### PROBLEM REQUIREMENTS
Extract exactly the range of lines bounded by the line containing "like [202, 337]." and the final line of the listing, both ends included, and no other lines.

### PROVIDED RECORDS
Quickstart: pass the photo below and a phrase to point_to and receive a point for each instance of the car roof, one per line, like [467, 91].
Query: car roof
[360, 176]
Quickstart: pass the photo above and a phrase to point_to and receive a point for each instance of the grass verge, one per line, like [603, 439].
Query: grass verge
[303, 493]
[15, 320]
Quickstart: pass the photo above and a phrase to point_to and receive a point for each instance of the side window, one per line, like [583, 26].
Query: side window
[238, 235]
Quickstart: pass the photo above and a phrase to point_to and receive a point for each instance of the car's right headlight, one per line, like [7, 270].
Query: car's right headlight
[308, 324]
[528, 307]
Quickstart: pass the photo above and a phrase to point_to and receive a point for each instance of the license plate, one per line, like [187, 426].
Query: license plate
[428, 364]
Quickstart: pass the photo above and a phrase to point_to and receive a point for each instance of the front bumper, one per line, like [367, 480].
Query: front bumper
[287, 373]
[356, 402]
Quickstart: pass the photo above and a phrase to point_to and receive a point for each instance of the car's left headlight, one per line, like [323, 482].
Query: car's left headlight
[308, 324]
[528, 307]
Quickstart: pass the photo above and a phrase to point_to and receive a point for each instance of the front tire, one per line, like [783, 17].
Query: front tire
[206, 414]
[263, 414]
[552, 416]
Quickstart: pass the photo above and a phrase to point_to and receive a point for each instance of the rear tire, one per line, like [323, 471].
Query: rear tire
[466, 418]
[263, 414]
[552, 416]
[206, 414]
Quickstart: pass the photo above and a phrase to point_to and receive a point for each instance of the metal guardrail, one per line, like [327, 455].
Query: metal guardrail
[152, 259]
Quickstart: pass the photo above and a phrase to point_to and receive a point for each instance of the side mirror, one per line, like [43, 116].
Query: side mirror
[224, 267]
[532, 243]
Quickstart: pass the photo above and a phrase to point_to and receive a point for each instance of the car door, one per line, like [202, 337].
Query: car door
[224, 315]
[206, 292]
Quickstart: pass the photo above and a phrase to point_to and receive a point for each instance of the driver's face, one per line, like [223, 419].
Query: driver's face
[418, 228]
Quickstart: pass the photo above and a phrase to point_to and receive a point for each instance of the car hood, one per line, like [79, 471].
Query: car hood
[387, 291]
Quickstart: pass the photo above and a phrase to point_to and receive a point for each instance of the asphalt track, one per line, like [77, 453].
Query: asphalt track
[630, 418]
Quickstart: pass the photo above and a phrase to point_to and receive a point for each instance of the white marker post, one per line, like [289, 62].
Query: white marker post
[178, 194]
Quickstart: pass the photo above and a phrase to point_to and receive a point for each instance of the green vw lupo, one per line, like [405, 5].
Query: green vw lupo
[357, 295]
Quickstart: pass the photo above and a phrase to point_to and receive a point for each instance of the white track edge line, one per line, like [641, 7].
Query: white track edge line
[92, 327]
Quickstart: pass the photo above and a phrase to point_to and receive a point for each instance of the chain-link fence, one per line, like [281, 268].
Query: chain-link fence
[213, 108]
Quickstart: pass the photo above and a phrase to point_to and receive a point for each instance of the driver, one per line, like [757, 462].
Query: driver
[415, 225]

### EXERCISE ANSWER
Quickstart: pass the photo above and a phrase to point_to and receive a point for each instance of the car door, one per line, like [202, 337].
Query: car door
[224, 315]
[206, 292]
Quickstart: pass the photo above and a phrase to point_to and receive a point for each instance of the driver's face, one per line, like [223, 419].
Query: driver's face
[418, 228]
Quickstart: pass the photo above and a phrase to point_to and receive a point for each instance of the car hood, one per line, like [79, 471].
Query: car hood
[387, 291]
Quickstart: pass the photo above and a phrase to point_to and receive a point for each instance of the asphalt track, one per line, like [77, 453].
Query: asphalt track
[630, 418]
Quickstart: pass the photo above and a phrase to point_to and receive a point for each instance of the white marker post, one per line, like [289, 62].
Query: white marker post
[178, 194]
Quickstart: pass the photo above and a phrase to point_to and receive a point for each instance of the green vw lupo, one per line, like [405, 5].
Query: green vw lupo
[357, 295]
Quickstart: pass the photo above and a phrase to point_to and receive a point for each instance of the white track edge line, one per line, like [641, 7].
Query: white track edge line
[92, 327]
Quickstart: pass the photo above and a phrase to point_to and receive a point for each instance of the chain-link fence, one per line, like [281, 268].
Query: chain-link fence
[213, 108]
Quickstart: pass the photo above and a phrase to point_to and receive a point for each instance of the driver, one per line, like [757, 462].
Query: driver
[415, 225]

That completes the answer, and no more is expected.